▸ **What is asked**
1/ In the OE401 data correction excerpt, what number of production wells is the clean production field value divided by to get the per-well value?
2/ Reproduce the OE401 data correction excerpt between "The production script" and "(OE403_perwell × 4)", inclusive.
3/ Continue the OE401 data correction excerpt from the point where the text stops.

# Reading passage start

Load and Correct OE401 Data (Single U45mm Complete Field)

Correction Logic (implemented in load_complete_field_data() in production code):

1. OE401 raw = sum of 120 wells (including 8 research wells)
2. Research wells contribution = OE402 (4 wells) + OE403 (4 wells) = 8 wells
3. Clean production field = OE401 - (OE402 + OE403) aggregated values
4. Per-well value = Clean production field / 112 wells

This removes the contamination and provides accurate per-well measurements for the Single U45mm configuration.

The production script performs this correction by:
- Loading all three sensor files
- Aligning timestamps with DST handling
- Calculating total research contribution: (OE402_perwell × 4) + (OE403_perwell × 4)
- Subtracting research totals from OE401
- Normalizing by 112 production wells

In [None]:
# Demonstration version for notebook - production code uses load_complete_field_data()
# which implements the full correction within the script

# Load OE401 without normalization yet
single_u45_raw = load_sensor_data_with_dst_handling(
    csv_path=os.path.join(INPUT_DIR, "MeterOE401_singleU45.csv"),
    bhe_type='single_u45mm',
    normalize_by_wells=None  # Don't normalize yet
)

print("\n" + "="*80)
print("CORRECTING OE401 DATA FOR RESEARCH WELL CONTAMINATION")
print("="*80)
print("This demonstrates the correction implemented in load_complete_field_data()")
print("="*80)

# Find overlapping timestamps across all three sensors
common_timestamps = set(single_u45_raw['Timestamp']).intersection(
    set(muovi_ellipse_df['Timestamp'])
).intersection(
    set(double_u45_df['Timestamp'])
)

print(f"\nCommon timestamps across all sensors: {len(common_timestamps):,}")

# Filter to common timestamps
single_u45_aligned = single_u45_raw[single_u45_raw['Timestamp'].isin(common_timestamps)].copy()
muovi_aligned = muovi_ellipse_df[muovi_ellipse_df['Timestamp'].isin(common_timestamps)].copy()
double_aligned = double_u45_df[double_u45_df['Timestamp'].isin(common_timestamps)].copy()

# Sort all by timestamp for alignment
single_u45_aligned = single_u45_aligned.sort_values('Timestamp').reset_index(drop=True)
muovi_aligned = muovi_aligned.sort_values('Timestamp').reset_index(drop=True)
double_aligned = double_aligned.sort_values('Timestamp').reset_index(drop=True)

# Reading passage end
# Data provided start

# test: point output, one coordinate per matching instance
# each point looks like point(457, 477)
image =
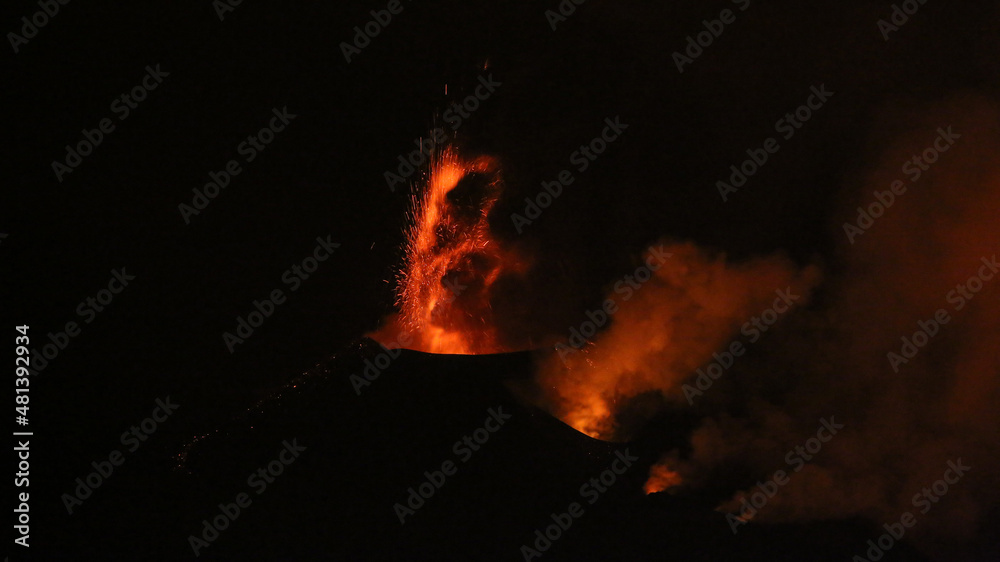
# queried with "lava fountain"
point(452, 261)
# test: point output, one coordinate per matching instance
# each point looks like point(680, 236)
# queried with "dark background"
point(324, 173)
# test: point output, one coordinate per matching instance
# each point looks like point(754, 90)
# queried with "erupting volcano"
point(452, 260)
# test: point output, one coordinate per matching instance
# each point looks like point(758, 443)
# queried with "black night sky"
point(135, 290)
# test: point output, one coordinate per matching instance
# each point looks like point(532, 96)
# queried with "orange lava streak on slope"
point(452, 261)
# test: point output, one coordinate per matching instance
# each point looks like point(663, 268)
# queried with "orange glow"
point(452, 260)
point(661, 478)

# Data provided end
# Data provided start

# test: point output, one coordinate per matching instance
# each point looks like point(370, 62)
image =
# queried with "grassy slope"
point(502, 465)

# Data provided end

▸ **Answers for the exercise**
1/ 112 wells

2/
The production script performs this correction by:
- Loading all three sensor files
- Aligning timestamps with DST handling
- Calculating total research contribution: (OE402_perwell × 4) + (OE403_perwell × 4)

3/
# Calculate research well aggregated contribution (re-aggregate from per-well back to totals)
# OE402 was divided by 4, OE403 was divided by 4, so multiply back to get totals
research_power_total = (muovi_aligned['power_kw'] * 4) + (double_aligned['power_kw'] * 4)
research_flow_total = (muovi_aligned['flow_rate'] * 4) + (double_aligned['flow_rate'] * 4)

print(f"\nResearch wells total power range: {research_power_total.min():.2f} to {research_power_total.max():.2f} kW")
print(f"Research wells total flow range: {research_flow_total.min():.2f} to {research_flow_total.max():.2f} m³/h")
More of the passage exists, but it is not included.